# Task statement
Output the material exactly, line by line.
☆ ☆ ☆ ☆
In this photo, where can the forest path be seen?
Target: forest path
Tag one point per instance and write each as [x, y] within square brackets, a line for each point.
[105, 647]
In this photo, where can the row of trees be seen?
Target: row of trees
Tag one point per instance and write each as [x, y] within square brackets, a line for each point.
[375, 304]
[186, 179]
☆ ☆ ☆ ☆
# Solution for this exercise
In this photo, where can the forest path be seen?
Target: forest path
Tag one point per instance and write each as [x, y] within square brackets, a line for each point.
[105, 647]
In this photo, where can the row of trees be seen?
Target: row of trees
Tag one point per instance and write each as [x, y] within square brackets, a line for each point.
[375, 304]
[186, 179]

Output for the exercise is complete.